======== RECORDS TO PROCESS

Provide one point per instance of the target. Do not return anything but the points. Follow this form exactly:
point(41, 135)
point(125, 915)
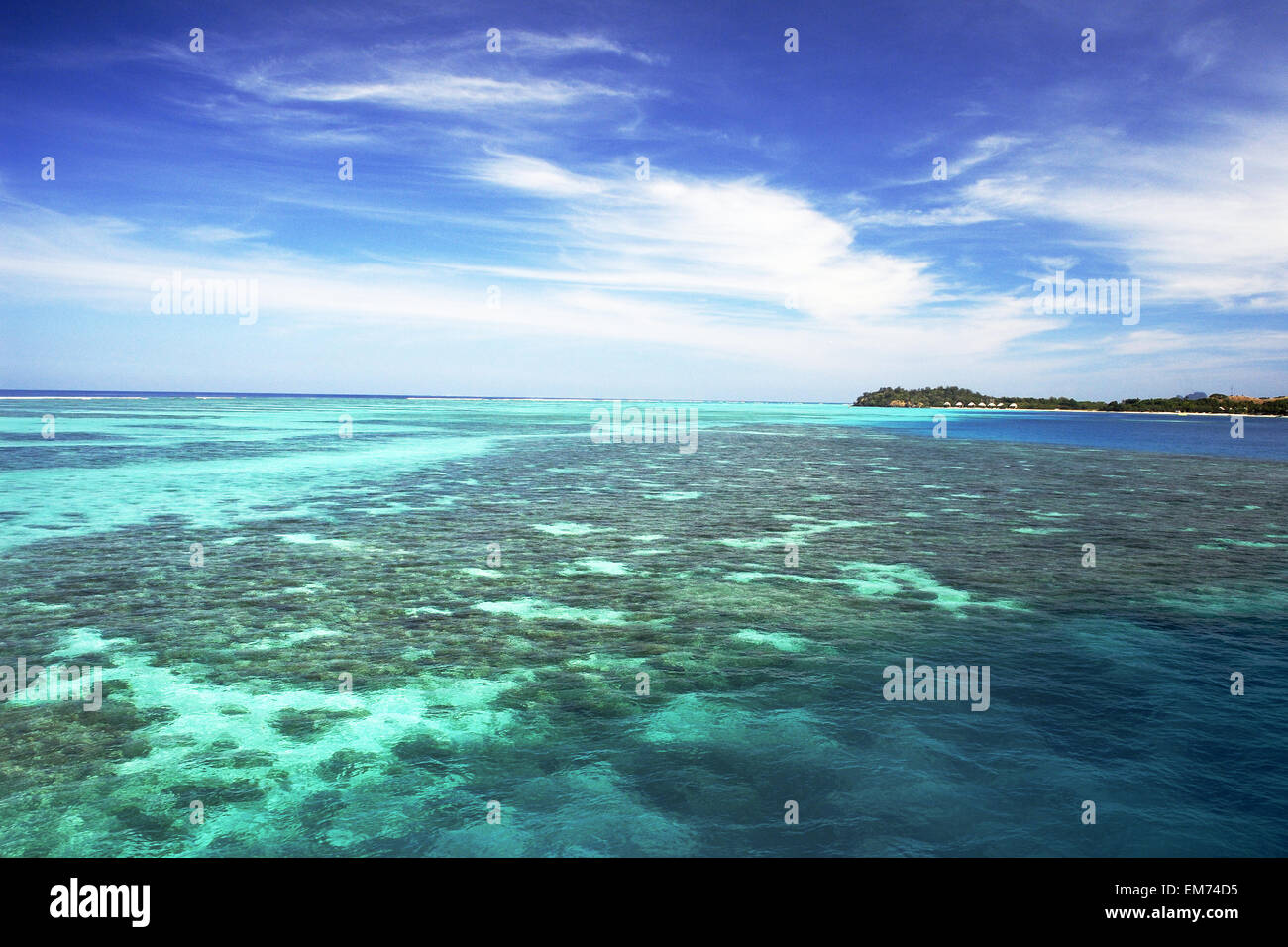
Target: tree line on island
point(952, 395)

================

_TASK PROMPT:_
Pull out each line of the listing above that contains the string "point".

_SOLUTION FOR THIS EXERCISE:_
Provide one point per instance of the target. Do not return anything but the points. Follow this form exactly:
point(41, 135)
point(125, 915)
point(952, 395)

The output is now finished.